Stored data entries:
----------
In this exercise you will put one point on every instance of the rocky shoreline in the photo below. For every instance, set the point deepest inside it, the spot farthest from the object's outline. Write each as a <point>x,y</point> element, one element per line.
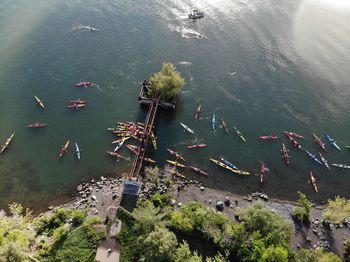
<point>100,194</point>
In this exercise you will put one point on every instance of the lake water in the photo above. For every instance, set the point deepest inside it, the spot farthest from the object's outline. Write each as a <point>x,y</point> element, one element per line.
<point>263,66</point>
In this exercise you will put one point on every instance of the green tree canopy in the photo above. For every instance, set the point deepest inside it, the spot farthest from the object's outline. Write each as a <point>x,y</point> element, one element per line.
<point>337,210</point>
<point>257,218</point>
<point>168,82</point>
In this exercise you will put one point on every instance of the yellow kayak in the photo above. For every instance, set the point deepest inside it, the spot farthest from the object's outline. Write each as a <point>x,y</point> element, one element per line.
<point>239,172</point>
<point>149,160</point>
<point>39,102</point>
<point>175,163</point>
<point>8,141</point>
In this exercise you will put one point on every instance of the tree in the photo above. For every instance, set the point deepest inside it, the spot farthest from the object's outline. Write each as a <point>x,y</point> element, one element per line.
<point>16,233</point>
<point>167,83</point>
<point>317,255</point>
<point>257,218</point>
<point>147,216</point>
<point>302,213</point>
<point>158,245</point>
<point>184,254</point>
<point>337,210</point>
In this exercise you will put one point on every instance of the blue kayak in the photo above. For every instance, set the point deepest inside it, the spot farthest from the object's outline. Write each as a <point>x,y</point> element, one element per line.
----------
WORK INSTRUCTIONS> Output the lines above in full and exactly as given, omitting any pictures.

RESPONSE>
In this exercise you will put one point on every instance of the rocky shoreline in the photo below. For every instance, set the point deepest inside it, the spot farthest from the object's outline. Write each as a <point>x,y</point> element, one element per line.
<point>100,194</point>
In this exercise you will put one point on every instance of the lake water in the photo above. For every instance, set the point deepest inside it, the spot farthest from the object's outline. Write each as a <point>x,y</point> element, one element per line.
<point>263,66</point>
In this exercise you will put one point on every instance of the green tree canopy in the photo above. For every instance, set the point deepest inside it, the spot farthest from the object's outline. Write each as a <point>x,y</point> element, one element per line.
<point>337,210</point>
<point>257,218</point>
<point>168,82</point>
In this exercise you will put one point on every instance of the yellow kayak in the photo above. For every instance, set the point deepest inside it, the spot farthest from the object's outline. Write each as a <point>x,y</point> element, one element per line.
<point>239,172</point>
<point>149,160</point>
<point>39,102</point>
<point>175,163</point>
<point>8,141</point>
In this exercise you will put one point on every instance of the tree in the photo above. For every instance, set the point deepest inside it, the spot farthest from the object's outline. Write each as a <point>x,y</point> element, one element per line.
<point>16,233</point>
<point>167,83</point>
<point>317,255</point>
<point>257,218</point>
<point>147,216</point>
<point>302,213</point>
<point>158,245</point>
<point>184,254</point>
<point>337,210</point>
In this exercise you will put one point on every instance of the blue kayak in the photo above. For every instance, set the point deepest inside it, the spot farthest from the object's outline. Write each as a <point>x,y</point> element, one element per line.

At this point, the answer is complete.